- **Textauszug**
▬▬▬▬▬▬▬▬▬▬

Ab Mitte Juli 2022 entwickelte sich eine weitere intensive Hitzewelle in Deutschland und Mitteleuropa. Während des Höhepunkts dieser Hitzeperiode herrschten großräumig Temperaturen zwischen 35 und 40 °C. Am 20. Juli registrierten 87 DWD-Stationen Tageshöchstwerte von 38,0 °C oder mehr. An vier DWD-Stationen wurden Temperaturen von 40 °C oder mehr gemessen. Dies war erst der zehnte Tag seit Beginn der systematischen Temperaturmessungen 1881 in Deutschland, an dem Temperaturen von 40 °C oder mehr gemessen wurden. Sehr außergewöhnlich war das Überschreiten der 40 °C-Grenze in Hamburg-Neuwiedenthal: Noch nie wurden in Mitteleuropa nördlich des 53. Breitengrads Temperaturen über 40 °C gemessen. Damit schließt sich der Sommer 2022 an eine Folge von Jahren mit markanten Hitzewellen an.

▬▬▬▬▬▬▬▬▬▬

- **Material**
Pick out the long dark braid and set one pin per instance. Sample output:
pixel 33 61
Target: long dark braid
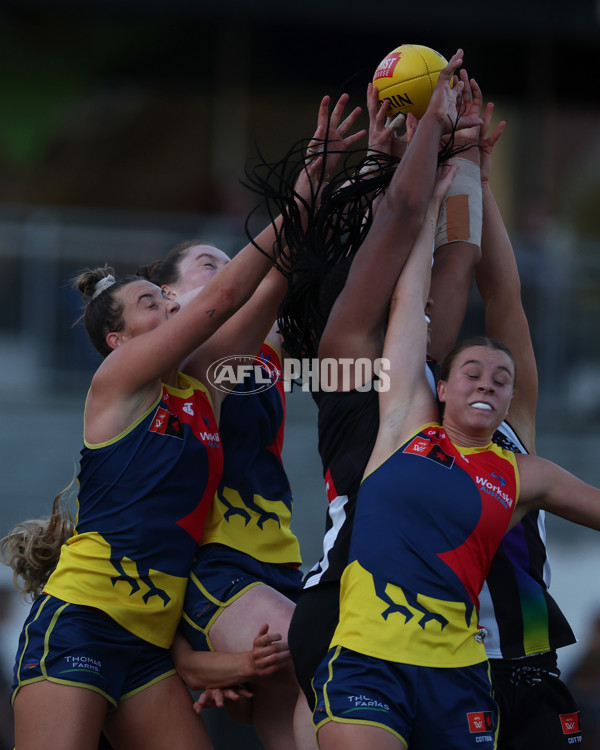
pixel 315 246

▬▬▬▬▬▬▬▬▬▬

- **Aufgaben**
- a) Übertragen Sie den folgenden Satz aus dem Textauszug ins Englische: „Während des Höhepunkts dieser Hitzeperiode herrschten großräumig Temperaturen zwischen 35 und 40 °C.“
- b) Entscheiden Sie, ob die folgenden Aussagen mit dem Textauszug übereinstimmen, und belegen Sie jede Antwort (ja oder nein) mit einem wörtlichen Zitat: (i) Die Hitzewelle setzte ab Mitte Juli 2022 ein. (ii) Systematische Temperaturmessungen gibt es in Deutschland seit 1900. (iii) In Hamburg-Neuwiedenthal blieb die Temperatur unter 40 °C.
- c) Schreiben Sie den Abschnitt im Textauszug von „Ab Mitte Juli“ bis „markanten Hitzewellen an.“ unverändert ab.

- **Lösungen**
- a) At the peak of this hot spell, temperatures between 35 and 40 °C prevailed over large areas.

- b)
(i) Ja: „Ab Mitte Juli 2022 entwickelte sich eine weitere intensive Hitzewelle in Deutschland und Mitteleuropa.“
(ii) Nein: „seit Beginn der systematischen Temperaturmessungen 1881 in Deutschland“
(iii) Nein: „Sehr außergewöhnlich war das Überschreiten der 40 °C-Grenze in Hamburg-Neuwiedenthal“

- c)
Ab Mitte Juli 2022 entwickelte sich eine weitere intensive Hitzewelle in Deutschland und Mitteleuropa. Während des Höhepunkts dieser Hitzeperiode herrschten großräumig Temperaturen zwischen 35 und 40 °C. Am 20. Juli registrierten 87 DWD-Stationen Tageshöchstwerte von 38,0 °C oder mehr. An vier DWD-Stationen wurden Temperaturen von 40 °C oder mehr gemessen. Dies war erst der zehnte Tag seit Beginn der systematischen Temperaturmessungen 1881 in Deutschland, an dem Temperaturen von 40 °C oder mehr gemessen wurden. Sehr außergewöhnlich war das Überschreiten der 40 °C-Grenze in Hamburg-Neuwiedenthal: Noch nie wurden in Mitteleuropa nördlich des 53. Breitengrads Temperaturen über 40 °C gemessen. Damit schließt sich der Sommer 2022 an eine Folge von Jahren mit markanten Hitzewellen an.